[Objective]:
Reproduce only the lines from the one containing "Reviewer note: confirm that every instance of the swiss" through the last line of the records, requests included. Scale every coordinate in the answers by 0.2 and round each to a whole number, with halves rounding up.

[Records provided]:
>> BEGIN
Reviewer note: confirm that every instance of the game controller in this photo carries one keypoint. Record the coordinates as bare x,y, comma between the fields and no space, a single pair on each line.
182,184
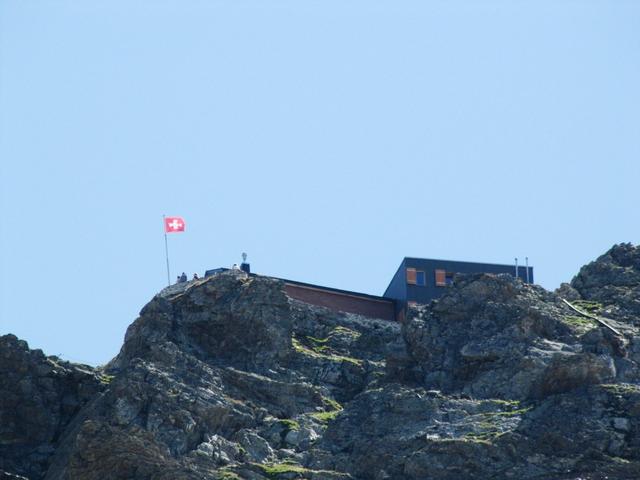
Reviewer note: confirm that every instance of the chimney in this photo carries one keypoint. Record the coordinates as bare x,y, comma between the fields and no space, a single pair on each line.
244,266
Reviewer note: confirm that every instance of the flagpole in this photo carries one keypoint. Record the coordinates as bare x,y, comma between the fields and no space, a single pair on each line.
166,248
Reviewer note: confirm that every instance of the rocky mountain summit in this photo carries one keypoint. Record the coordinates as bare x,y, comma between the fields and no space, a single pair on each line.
229,378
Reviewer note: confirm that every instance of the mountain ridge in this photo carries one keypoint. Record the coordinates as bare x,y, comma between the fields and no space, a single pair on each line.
227,377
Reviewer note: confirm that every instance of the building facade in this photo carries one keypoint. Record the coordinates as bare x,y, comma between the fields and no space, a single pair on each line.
421,280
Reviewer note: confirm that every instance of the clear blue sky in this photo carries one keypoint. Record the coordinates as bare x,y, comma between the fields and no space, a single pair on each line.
328,139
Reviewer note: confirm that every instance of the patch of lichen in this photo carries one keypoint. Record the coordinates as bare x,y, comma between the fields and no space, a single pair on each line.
621,388
275,470
307,351
226,474
588,306
106,379
580,323
289,424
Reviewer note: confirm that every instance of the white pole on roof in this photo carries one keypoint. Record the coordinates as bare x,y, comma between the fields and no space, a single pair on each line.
166,249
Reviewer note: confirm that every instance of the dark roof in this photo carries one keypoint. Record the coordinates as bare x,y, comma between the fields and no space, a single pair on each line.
310,285
464,261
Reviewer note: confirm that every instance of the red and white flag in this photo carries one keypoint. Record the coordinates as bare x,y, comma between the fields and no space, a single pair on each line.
173,224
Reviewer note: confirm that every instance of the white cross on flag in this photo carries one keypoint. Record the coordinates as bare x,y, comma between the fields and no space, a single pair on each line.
173,224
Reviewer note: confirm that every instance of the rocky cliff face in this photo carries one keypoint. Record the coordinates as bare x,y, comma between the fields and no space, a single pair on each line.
227,378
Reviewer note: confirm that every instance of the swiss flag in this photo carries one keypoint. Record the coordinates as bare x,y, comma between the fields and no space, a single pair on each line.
173,224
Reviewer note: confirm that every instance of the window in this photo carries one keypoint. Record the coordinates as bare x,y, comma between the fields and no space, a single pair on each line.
449,278
444,278
411,276
416,277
>> END
[In response]:
Reviewer note: confirm that every instance of the swiss flag in this photo carries one keypoint. Record the coordinates as bare x,y, comma between the fields and no space, a single pair on each line.
35,45
Reviewer note: confirm that every instance of the window in this photo carries one keypoint. Record the coordinates as bare x,y, comma between the fields and no space, a single pair on each line.
90,56
89,56
82,55
83,55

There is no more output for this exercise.